[Items from a dataset]
[Start of Attachment]

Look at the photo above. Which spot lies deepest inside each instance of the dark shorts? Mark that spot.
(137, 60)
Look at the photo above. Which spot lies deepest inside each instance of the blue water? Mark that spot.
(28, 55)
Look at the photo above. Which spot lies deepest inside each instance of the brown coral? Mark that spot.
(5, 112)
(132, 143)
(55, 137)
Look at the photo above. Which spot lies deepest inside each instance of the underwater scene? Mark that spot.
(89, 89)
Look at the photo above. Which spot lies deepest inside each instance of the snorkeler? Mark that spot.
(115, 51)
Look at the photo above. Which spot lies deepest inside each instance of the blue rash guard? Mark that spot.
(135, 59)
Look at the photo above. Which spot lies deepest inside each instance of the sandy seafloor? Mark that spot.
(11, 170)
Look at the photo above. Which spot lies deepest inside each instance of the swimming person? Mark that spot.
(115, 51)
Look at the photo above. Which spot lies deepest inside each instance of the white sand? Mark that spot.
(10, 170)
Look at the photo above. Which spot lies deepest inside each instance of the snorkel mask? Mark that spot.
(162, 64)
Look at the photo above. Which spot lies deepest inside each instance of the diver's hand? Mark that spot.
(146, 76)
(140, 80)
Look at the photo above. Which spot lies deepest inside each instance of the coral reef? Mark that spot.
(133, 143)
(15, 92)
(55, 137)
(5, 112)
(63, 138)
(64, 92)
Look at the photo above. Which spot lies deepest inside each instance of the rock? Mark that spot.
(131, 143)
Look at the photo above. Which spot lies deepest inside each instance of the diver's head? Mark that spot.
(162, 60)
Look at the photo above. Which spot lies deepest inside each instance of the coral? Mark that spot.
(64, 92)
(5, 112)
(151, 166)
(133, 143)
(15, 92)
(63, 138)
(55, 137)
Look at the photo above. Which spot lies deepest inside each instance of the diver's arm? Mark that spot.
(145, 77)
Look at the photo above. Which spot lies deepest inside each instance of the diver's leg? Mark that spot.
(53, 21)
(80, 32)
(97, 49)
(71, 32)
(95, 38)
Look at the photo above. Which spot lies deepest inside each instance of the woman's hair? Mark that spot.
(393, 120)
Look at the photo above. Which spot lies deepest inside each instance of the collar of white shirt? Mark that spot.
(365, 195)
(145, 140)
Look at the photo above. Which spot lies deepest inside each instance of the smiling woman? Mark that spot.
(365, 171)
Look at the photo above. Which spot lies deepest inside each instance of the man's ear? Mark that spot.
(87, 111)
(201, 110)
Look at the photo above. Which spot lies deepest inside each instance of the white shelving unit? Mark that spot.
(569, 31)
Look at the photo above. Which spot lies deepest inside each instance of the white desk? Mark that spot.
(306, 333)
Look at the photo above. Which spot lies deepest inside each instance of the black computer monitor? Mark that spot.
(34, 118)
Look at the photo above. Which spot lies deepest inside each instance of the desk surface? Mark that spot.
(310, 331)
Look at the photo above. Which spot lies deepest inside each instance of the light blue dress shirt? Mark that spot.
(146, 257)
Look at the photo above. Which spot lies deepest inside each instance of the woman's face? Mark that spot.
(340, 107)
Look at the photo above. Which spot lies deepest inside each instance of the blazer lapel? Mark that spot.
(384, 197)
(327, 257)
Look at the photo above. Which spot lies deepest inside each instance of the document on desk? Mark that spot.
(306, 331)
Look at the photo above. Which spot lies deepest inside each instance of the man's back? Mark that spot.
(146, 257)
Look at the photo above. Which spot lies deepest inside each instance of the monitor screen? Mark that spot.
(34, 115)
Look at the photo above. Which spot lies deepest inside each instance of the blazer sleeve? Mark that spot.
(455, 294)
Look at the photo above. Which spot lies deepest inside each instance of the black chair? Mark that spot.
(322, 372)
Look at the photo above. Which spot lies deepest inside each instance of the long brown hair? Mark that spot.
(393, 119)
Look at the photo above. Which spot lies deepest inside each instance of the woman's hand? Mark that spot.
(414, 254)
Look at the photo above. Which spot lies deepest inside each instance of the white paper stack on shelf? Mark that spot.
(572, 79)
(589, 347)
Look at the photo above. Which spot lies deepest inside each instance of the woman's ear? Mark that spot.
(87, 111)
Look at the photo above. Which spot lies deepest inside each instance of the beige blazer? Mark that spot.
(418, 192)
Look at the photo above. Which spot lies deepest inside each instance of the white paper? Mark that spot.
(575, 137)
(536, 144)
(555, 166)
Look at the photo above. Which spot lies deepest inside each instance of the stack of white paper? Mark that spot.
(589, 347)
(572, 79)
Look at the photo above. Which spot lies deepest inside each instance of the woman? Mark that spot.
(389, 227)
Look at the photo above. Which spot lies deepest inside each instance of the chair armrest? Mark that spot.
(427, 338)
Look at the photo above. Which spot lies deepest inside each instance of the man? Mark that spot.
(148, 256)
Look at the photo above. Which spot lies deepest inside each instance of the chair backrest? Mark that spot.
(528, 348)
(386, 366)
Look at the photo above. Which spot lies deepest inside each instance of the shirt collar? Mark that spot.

[End of Attachment]

Requirement >> Transcribe each record exactly as it is written above.

Completed task >>
Look at the photo above. Which spot lies deepest inside each instance of the dark shorts? Mark that spot.
(137, 60)
Look at the photo above. Which spot lies deepest inside each instance of the blue water? Mark that spot.
(28, 55)
Look at the photo above. Which spot lies deepest inside each instance of the brown coral? Mark that spot.
(5, 112)
(132, 143)
(55, 137)
Look at the photo above. Which spot lies deepest inside each instance of the underwater scene? Mark that spot.
(89, 89)
Look at the photo above. Which spot lies deepest inside each instance of the snorkeler? Mark that spot.
(115, 51)
Look at the photo above. Which spot lies deepest inside each instance of the blue rash guard? Mark that spot.
(135, 59)
Look at the photo above. Which spot lies deepest inside each instance of the sandy seafloor? Mark that spot.
(11, 170)
Look at the photo above. Which spot lies deepest inside each instance of the swimming person? Mark that spot.
(115, 51)
Look at the photo above. Which spot lies deepest inside each instance of the white sand? Mark that spot.
(10, 170)
Look at the photo above. Which spot lies deepest inside each instance of the snorkel mask? Mark that spot.
(162, 64)
Look at the photo above. Which spot lies deepest inside each instance of the diver's hand? Mark that spot.
(146, 76)
(140, 80)
Look at the photo above. Which spot lies deepest inside each instance of the coral reef? Mark that spot.
(133, 143)
(15, 92)
(55, 137)
(5, 112)
(63, 138)
(64, 92)
Look at the photo above. Which spot lies deepest inside each instance of the rock? Mark that spot.
(131, 143)
Look at the photo above. Which spot lies deepest inside each instance of the diver's head? Mark that spot.
(162, 60)
Look at the photo above. Which spot lies deepest inside each instance of the coral? Mark that spot.
(64, 92)
(5, 112)
(151, 166)
(133, 143)
(15, 92)
(63, 138)
(55, 137)
Look at the photo above. Which spot lies deepest inside each instance of the diver's arm? Mark that spot.
(145, 77)
Look at the photo above. Which spot lies deepest inside each instance of the diver's leg? Mark that spot.
(53, 21)
(80, 32)
(97, 49)
(71, 32)
(95, 38)
Look at the photo above. Which spot lies deepest inside each instance of the woman's hair? Mark that spot.
(393, 120)
Look at the photo above. Which spot lies deepest inside each instance of the collar of white shirt? Mark that spot.
(365, 195)
(145, 140)
Look at the photo above. Which spot lies deepest inside each instance of the smiling woman? Mark that spot.
(365, 171)
Look at the photo above. Which spot lies deepest inside each instance of the man's ear? Mark that spot.
(87, 111)
(201, 110)
Look at the photo above. Which spot lies deepest inside each instance of the white shelving unit? Mark that spot.
(569, 31)
Look at the photo above. Which spot lies deepest inside each instance of the white desk? Mark that spot.
(306, 333)
Look at the photo above. Which spot lies deepest inside each instance of the black computer monitor? Mark that spot.
(34, 118)
Look at the photo above. Which spot lies deepest inside each instance of the desk surface? Mark that spot.
(310, 331)
Look at the photo above. Which spot lies deepest inside each instance of the light blue dress shirt? Mark that spot.
(146, 257)
Look at the photo above. Which spot lies deepest inside each instance of the woman's face? Mark that spot.
(340, 107)
Look at the photo above. Which spot lies deepest inside each instance of the blazer lapel? Mark that spot.
(384, 197)
(327, 257)
Look at the photo above. Which spot lies deepest inside each instance of the document on desk? Mark that spot.
(306, 331)
Look at the photo above. Which spot lies deepest inside each instance of the man's back? Mark that spot.
(146, 257)
Look at the photo above. Which spot lies deepest inside each instance of the monitor screen? Mark that spot.
(34, 115)
Look at the photo above. Which spot lies deepest inside each instance of the blazer sleeve? Mark that spot.
(455, 294)
Look at the photo above. Which spot lies deepest inside each instance of the black chair? Mark that spot.
(322, 372)
Look at the photo above. Which spot lies deepest inside each instance of the long brown hair? Mark that spot.
(393, 119)
Look at the photo above. Which spot lies deepest inside each instance of the woman's hand? Mark that spot.
(414, 254)
Look at the photo above. Which spot lies deepest inside each instance of the white paper stack on shelf? Mark that spot.
(572, 79)
(589, 347)
Look at the photo above. Which spot lies deepest inside each instance of the woman's ear? Mark that spot.
(87, 111)
Look at the photo above. Which spot lies deepest inside each instance of the beige blazer? Mark that spot.
(418, 192)
Look at the photo above. Which spot lies deepest inside each instance of the white paper? Mark that spot.
(575, 137)
(536, 144)
(555, 166)
Look at the photo above. Which spot lies deepest inside each instance of the stack of white paper? Mark that spot.
(589, 347)
(572, 79)
Look at the photo above. Which spot lies deepest inside each instance of the woman? Mark that spot.
(389, 227)
Look at the photo above. Which spot lies deepest inside each instance of the chair armrest? Mark that spot.
(427, 338)
Look at the photo above. Which spot lies deepest inside each instance of the man? Mark that spot.
(148, 256)
Look at the photo above. Which spot lies deepest inside each instance of the chair backrest? Mark that spot.
(528, 348)
(386, 366)
Look at the photo above. Which spot lies deepest inside each instance of the shirt collar? Mark that spot.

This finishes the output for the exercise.